## Your objective:
For the listing beneath, state how many lines contain the string "pixels". Give the number by itself.

## Provided entries:
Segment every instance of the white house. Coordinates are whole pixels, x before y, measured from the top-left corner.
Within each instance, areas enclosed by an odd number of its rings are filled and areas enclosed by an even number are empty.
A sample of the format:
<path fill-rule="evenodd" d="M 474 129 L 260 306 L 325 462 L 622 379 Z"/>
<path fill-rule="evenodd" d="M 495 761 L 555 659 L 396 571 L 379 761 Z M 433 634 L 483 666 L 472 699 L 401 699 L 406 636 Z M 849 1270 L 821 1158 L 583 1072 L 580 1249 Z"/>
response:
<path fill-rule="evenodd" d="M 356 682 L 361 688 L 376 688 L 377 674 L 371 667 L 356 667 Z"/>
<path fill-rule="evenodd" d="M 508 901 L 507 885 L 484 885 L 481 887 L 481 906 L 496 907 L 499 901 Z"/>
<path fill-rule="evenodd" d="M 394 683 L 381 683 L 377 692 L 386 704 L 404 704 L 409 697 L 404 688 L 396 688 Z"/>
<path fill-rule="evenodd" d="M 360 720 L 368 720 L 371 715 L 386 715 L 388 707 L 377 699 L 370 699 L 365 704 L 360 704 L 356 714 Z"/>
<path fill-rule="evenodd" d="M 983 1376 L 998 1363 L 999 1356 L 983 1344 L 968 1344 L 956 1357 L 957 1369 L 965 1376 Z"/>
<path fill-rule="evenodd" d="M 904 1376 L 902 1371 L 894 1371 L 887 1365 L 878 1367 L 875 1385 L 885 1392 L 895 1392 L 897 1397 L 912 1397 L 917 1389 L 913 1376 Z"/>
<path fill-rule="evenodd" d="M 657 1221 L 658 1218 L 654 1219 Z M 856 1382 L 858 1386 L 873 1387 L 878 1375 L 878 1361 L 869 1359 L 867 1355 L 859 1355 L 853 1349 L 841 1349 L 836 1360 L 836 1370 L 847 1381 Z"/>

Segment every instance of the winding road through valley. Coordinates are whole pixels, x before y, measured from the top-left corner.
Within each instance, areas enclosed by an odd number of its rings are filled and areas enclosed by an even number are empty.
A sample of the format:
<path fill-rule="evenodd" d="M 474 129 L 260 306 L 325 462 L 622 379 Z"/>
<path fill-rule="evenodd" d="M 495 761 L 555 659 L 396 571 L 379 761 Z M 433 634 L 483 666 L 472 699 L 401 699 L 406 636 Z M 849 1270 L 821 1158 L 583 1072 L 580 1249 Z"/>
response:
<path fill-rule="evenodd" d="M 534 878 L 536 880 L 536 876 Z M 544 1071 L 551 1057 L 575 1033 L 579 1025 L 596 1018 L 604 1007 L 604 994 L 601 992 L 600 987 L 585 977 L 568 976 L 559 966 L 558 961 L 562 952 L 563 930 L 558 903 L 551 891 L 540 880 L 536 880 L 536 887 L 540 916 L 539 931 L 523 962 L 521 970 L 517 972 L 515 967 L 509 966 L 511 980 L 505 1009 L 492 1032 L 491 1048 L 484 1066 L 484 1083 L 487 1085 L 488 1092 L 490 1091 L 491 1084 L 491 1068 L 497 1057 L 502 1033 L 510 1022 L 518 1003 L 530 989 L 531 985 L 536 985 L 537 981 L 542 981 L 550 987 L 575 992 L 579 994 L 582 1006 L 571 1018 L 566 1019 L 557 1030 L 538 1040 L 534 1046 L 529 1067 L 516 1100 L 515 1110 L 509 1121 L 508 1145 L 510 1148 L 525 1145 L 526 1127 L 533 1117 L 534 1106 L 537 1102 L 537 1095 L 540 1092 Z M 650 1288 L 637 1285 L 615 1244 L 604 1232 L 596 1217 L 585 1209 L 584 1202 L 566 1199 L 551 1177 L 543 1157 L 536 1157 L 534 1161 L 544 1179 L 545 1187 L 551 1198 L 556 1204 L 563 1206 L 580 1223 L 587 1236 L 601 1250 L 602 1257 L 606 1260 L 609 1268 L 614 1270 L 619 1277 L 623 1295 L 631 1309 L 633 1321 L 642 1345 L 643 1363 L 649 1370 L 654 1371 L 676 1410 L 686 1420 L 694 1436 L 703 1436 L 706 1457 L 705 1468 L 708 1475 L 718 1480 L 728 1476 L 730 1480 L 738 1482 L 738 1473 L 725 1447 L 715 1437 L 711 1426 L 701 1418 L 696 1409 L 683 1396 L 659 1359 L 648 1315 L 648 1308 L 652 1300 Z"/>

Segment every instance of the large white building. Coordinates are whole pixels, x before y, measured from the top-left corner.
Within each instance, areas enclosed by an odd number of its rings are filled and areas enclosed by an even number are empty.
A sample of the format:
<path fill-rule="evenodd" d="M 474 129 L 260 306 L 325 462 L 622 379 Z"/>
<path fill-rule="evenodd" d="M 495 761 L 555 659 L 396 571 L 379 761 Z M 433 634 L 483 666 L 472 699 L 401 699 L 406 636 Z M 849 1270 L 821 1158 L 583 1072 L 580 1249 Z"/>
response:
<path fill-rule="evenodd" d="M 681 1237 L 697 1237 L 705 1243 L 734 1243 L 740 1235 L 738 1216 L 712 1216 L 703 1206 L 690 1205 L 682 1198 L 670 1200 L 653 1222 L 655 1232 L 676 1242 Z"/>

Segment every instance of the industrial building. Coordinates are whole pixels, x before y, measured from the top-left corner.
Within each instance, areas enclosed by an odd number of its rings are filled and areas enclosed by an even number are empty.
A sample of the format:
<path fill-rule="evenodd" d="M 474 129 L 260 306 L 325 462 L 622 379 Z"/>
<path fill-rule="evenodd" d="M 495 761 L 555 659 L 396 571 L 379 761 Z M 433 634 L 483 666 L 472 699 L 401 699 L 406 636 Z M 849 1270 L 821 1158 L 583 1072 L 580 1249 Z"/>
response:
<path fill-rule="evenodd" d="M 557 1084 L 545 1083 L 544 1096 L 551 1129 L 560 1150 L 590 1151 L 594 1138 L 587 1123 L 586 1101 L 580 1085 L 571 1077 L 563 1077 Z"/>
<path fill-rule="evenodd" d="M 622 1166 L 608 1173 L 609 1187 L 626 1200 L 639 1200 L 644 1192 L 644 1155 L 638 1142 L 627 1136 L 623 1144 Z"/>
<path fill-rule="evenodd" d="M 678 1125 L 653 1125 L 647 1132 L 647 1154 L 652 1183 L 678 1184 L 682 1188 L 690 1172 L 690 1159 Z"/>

## Answer section:
4